Task directions
Please rename "pine tree" to "spruce tree" everywhere in the data below, keeping every other part of each line the same. Omit the pictures from your answer.

Location identification entries
□ □ □ □

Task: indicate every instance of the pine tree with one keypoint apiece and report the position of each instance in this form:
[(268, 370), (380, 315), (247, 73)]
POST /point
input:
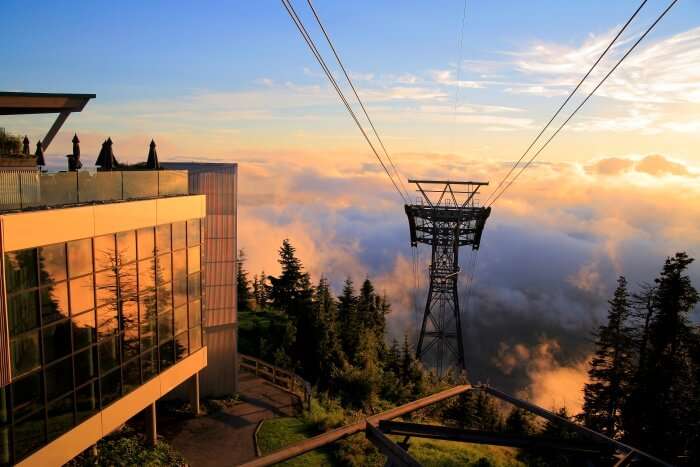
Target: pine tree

□ □ □ □

Reply
Task: indicate every instance of the spruce tree with one keypoint apiece and report the position of each instance in this form:
[(268, 370), (380, 315), (247, 73)]
POST /point
input:
Target: spruce tree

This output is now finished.